__Given request__:
Return all of the material below word for word, keeping every line as it is.

Point placement records
────
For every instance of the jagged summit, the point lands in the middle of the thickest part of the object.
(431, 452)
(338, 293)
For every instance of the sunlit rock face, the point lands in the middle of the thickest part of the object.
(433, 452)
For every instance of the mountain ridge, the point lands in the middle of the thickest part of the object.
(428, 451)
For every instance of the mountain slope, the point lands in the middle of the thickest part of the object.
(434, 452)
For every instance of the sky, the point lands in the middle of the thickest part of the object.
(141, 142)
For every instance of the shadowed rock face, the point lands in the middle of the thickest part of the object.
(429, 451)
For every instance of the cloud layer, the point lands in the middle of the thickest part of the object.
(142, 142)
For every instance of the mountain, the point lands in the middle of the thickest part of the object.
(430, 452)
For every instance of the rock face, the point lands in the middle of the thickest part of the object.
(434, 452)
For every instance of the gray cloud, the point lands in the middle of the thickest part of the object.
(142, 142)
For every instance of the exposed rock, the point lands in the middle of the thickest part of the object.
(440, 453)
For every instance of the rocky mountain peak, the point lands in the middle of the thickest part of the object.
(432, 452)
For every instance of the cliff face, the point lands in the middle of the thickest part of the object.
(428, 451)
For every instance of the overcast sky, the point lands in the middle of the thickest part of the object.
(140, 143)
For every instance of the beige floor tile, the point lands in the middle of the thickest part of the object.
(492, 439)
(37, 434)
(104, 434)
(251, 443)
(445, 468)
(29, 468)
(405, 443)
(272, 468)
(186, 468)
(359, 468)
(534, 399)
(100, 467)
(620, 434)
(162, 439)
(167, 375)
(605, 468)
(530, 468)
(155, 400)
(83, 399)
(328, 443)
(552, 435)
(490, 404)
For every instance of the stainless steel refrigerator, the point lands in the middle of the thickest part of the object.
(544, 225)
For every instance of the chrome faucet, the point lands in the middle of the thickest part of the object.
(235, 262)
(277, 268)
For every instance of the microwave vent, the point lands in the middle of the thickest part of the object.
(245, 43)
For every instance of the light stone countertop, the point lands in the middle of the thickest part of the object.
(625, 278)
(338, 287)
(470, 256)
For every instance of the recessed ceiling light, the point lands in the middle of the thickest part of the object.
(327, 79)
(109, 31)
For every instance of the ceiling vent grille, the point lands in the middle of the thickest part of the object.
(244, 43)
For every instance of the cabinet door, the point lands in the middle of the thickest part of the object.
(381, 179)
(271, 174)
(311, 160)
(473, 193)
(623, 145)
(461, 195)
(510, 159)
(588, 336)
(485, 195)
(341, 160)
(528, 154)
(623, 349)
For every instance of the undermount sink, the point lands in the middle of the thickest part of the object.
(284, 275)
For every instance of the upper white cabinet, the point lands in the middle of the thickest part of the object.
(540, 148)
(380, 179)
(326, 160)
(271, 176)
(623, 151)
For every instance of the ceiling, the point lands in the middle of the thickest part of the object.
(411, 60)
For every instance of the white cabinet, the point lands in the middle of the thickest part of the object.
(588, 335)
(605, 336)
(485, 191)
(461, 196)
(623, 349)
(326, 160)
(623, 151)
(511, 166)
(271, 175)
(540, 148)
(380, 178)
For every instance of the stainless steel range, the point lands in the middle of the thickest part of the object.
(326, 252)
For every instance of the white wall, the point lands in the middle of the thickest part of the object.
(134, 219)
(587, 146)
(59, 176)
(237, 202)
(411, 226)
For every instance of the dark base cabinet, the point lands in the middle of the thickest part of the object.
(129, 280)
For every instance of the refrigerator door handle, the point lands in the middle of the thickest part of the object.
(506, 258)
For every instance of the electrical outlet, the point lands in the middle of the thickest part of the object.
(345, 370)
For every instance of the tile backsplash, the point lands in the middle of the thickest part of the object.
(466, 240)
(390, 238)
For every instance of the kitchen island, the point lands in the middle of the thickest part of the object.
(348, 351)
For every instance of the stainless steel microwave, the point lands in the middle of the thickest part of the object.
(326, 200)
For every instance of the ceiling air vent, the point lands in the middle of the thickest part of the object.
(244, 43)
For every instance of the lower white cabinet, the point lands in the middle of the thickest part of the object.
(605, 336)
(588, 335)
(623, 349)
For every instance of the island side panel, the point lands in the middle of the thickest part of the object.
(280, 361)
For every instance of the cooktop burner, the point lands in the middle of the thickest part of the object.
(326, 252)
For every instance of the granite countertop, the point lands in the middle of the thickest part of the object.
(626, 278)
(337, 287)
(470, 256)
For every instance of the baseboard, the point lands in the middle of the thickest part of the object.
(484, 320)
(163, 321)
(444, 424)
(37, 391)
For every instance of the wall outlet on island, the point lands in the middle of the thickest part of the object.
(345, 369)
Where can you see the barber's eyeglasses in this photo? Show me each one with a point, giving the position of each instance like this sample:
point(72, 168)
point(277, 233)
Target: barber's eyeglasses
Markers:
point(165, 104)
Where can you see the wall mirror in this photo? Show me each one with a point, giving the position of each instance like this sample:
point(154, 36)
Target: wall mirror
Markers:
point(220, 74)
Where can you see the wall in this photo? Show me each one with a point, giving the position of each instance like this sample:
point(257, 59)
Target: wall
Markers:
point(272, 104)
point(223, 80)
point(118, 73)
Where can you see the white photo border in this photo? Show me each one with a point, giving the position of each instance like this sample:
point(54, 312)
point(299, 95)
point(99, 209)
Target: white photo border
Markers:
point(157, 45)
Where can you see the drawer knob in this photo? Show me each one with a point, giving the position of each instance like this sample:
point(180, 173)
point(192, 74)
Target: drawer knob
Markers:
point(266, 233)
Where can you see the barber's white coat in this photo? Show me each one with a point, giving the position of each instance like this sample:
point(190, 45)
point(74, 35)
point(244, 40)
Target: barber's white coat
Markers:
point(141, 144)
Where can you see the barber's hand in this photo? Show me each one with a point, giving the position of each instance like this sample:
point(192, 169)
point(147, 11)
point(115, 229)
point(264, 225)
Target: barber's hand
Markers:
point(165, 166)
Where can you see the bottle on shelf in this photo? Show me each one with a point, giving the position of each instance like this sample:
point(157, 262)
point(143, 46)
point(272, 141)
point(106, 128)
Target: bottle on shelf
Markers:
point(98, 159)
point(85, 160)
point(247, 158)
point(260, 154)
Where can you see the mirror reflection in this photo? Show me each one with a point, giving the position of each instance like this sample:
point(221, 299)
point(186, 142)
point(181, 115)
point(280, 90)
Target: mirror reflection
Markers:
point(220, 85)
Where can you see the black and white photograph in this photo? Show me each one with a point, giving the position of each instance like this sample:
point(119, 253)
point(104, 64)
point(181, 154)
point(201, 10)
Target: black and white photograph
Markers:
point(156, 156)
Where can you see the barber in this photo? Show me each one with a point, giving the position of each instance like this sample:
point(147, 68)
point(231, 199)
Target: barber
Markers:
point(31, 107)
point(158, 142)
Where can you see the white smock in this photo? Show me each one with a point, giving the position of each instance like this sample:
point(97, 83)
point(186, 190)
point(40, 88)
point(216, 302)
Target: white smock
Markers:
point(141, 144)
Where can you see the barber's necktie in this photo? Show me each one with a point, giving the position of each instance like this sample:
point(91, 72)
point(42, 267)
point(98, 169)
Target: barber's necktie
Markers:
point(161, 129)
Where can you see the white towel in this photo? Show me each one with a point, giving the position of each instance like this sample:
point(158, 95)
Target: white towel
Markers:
────
__Answer to this exercise__:
For every instance of the jagged summit, the point lands in the middle of the thickest part of the object.
(431, 452)
(338, 293)
For every instance of the sunlit rock face, the point lands in the middle of the thickest part of the object.
(433, 452)
For every instance of the mountain ridge, the point lands in the middle of the thickest part of the object.
(428, 451)
For every instance of the mountain slope, the point lands in the middle of the thickest part of the object.
(434, 452)
For every instance of the sky, the point lands in the middle of the thickest part of the object.
(141, 142)
For every instance of the shadowed rock face, the point lands in the middle of the thickest part of the object.
(429, 451)
For every instance of the cloud layer, the point lands in the middle of the thickest part of the object.
(142, 142)
For every instance of the mountain, the point lands in the middle of the thickest part of the object.
(430, 452)
For every instance of the rock face, the point lands in the middle of the thickest part of the object.
(434, 452)
For every instance of the gray cloud, the point lands in the middle of the thickest part of the object.
(142, 142)
For every instance of the exposed rock, the point lands in the middle of the thickest part of the object.
(440, 453)
For every instance of the rocky mountain peak, the point lands in the middle of the thickest part of the object.
(432, 452)
For every instance of the cliff face, the point lands in the middle of the thickest part of the object.
(428, 451)
For every instance of the overcast sky, the point lands in the middle of the thickest part of the object.
(140, 143)
For every instance of the beige floor tile, the point lands in the middle of the thickest part of the object.
(492, 439)
(37, 434)
(104, 434)
(251, 443)
(445, 468)
(29, 468)
(405, 443)
(272, 468)
(186, 468)
(359, 468)
(534, 399)
(100, 467)
(620, 434)
(162, 439)
(167, 375)
(605, 468)
(530, 468)
(155, 400)
(83, 399)
(328, 443)
(552, 435)
(490, 404)
For every instance of the stainless steel refrigerator, the point lands in the middle of the thickest part of the object.
(544, 225)
For every instance of the chrome faucet, the point lands in the middle of the thickest part of the object.
(235, 262)
(277, 268)
For every instance of the microwave vent, the point lands in the middle of the thickest part of the object.
(245, 43)
For every instance of the light stone countertop, the point lands in the middle of the thickest part of the object.
(625, 278)
(338, 287)
(470, 256)
For every instance of the recessed ceiling light, the point lands in the middle of the thickest part of the object.
(327, 79)
(109, 31)
For every instance of the ceiling vent grille, the point lands in the middle of the thickest part of the object.
(244, 43)
For every instance of the cabinet door, the point lands in the middle of the thickest part of the object.
(381, 179)
(271, 174)
(311, 160)
(473, 193)
(623, 145)
(461, 195)
(510, 159)
(588, 336)
(485, 195)
(341, 160)
(528, 154)
(623, 349)
For every instance of the undermount sink, the point lands in the middle of the thickest part of the object.
(284, 275)
For every instance of the upper white cabinet, the point lands in the middle of the thickest part of the object.
(540, 148)
(380, 179)
(326, 160)
(271, 176)
(623, 151)
For every instance of the ceiling, the point lands in the middle of the thickest part of the object.
(411, 60)
For every instance of the white cabinet, the point lands in the middle of the thickest part of the object.
(588, 335)
(605, 336)
(485, 191)
(461, 196)
(623, 349)
(326, 160)
(623, 151)
(511, 166)
(271, 175)
(540, 148)
(380, 178)
For every instance of the stainless steel range, the point lands in the middle of the thickest part of the object.
(326, 252)
For every instance of the white wall, the point lands in the middle of the thickest part of the object.
(134, 219)
(587, 146)
(59, 176)
(237, 202)
(411, 226)
For every instance of the dark base cabinet, the point lands in the middle of the thickest part of the object.
(129, 280)
For every instance of the refrigerator door handle, the point lands in the middle of the thickest part of the object.
(506, 258)
For every instance of the electrical outlet, the point lands in the middle of the thickest part of the object.
(345, 370)
For every instance of the tile backsplash, the point lands in the middle of the thickest part of the object.
(466, 240)
(390, 238)
For every instance of the kitchen island, the point lands in the middle of the thickest part of the object.
(348, 351)
For every instance of the stainless steel microwave, the point lands in the middle of the thickest part of the object.
(326, 200)
For every instance of the ceiling air vent, the point lands in the middle of the thickest part of the object.
(244, 43)
For every instance of the lower white cabinet, the point lands in the middle of the thickest part of the object.
(605, 336)
(588, 335)
(623, 349)
For every instance of the island side panel, the point lands in the middle of the thickest part of the object.
(280, 361)
For every instance of the cooktop burner, the point lands in the middle of the thickest part of the object.
(326, 252)
For every instance of the granite countertop, the point lands in the middle of the thickest part of the object.
(626, 278)
(337, 287)
(470, 256)
For every instance of the baseboard, the point lands in the middle of the thickest part of the object.
(484, 320)
(163, 321)
(444, 424)
(37, 391)
For every instance of the wall outlet on island, the point lands in the middle of the thickest part of the object.
(345, 369)
Where can you see the barber's eyeglasses in this photo? Show me each one with a point, giving the position of each instance like this sample:
point(72, 168)
point(277, 233)
Target: barber's eyeglasses
Markers:
point(165, 104)
Where can you see the wall mirror in this photo? Show me each one with a point, giving the position of each instance like this sample:
point(154, 36)
Target: wall mirror
Markers:
point(220, 74)
Where can you see the wall in this photo? Show me each one with a point, giving the position of each instance like this sample:
point(257, 59)
Target: wall
Markers:
point(272, 104)
point(223, 80)
point(118, 73)
Where can you see the white photo border in this photo? Show me each one with a point, giving the position of each instance like this sample:
point(54, 312)
point(299, 95)
point(99, 209)
Target: white photo border
Markers:
point(157, 45)
Where can you see the drawer knob in this photo? Show me each one with a point, giving the position of each instance like this sample:
point(180, 173)
point(192, 74)
Target: drawer knob
Markers:
point(266, 233)
Where can you see the barber's white coat in this photo? Show me each one with a point, giving the position of each instance like this sample:
point(190, 45)
point(74, 35)
point(244, 40)
Target: barber's white coat
Markers:
point(141, 144)
Where can you see the barber's hand in this photo? Show me each one with a point, giving the position of each instance like this sample:
point(192, 169)
point(147, 11)
point(115, 229)
point(264, 225)
Target: barber's hand
Markers:
point(165, 166)
Where can you see the bottle on shelf in this photo? Show me each one with a point, giving the position of each instance like this sample:
point(157, 262)
point(143, 46)
point(272, 141)
point(106, 128)
Target: bottle on shelf
Markers:
point(98, 159)
point(85, 160)
point(247, 158)
point(260, 154)
Where can you see the mirror reflection in this photo? Show me each one with a point, giving the position of each instance like this sample:
point(221, 299)
point(186, 142)
point(181, 115)
point(280, 90)
Target: mirror reflection
Markers:
point(220, 85)
Where can you see the black and white photograph in this photo? Show me each one with a point, giving the position of each instance like this sample:
point(119, 253)
point(104, 64)
point(181, 154)
point(201, 10)
Target: black and white photograph
Markers:
point(156, 156)
Where can you see the barber in this photo? Show me each one with a point, giving the position of each instance like this sample:
point(147, 68)
point(231, 199)
Target: barber
Markers:
point(31, 107)
point(158, 142)
Where can you see the white smock in this photo? Show me each one with a point, giving the position of each instance like this sample:
point(97, 83)
point(186, 190)
point(40, 88)
point(216, 302)
Target: white smock
Markers:
point(141, 144)
Where can you see the barber's necktie in this photo? Show me each one with a point, giving the position of each instance like this sample:
point(91, 72)
point(42, 267)
point(98, 169)
Target: barber's necktie
Markers:
point(161, 129)
Where can you see the white towel in this photo? Show me each one with a point, giving the position of each instance like this sample:
point(158, 95)
Target: white towel
Markers:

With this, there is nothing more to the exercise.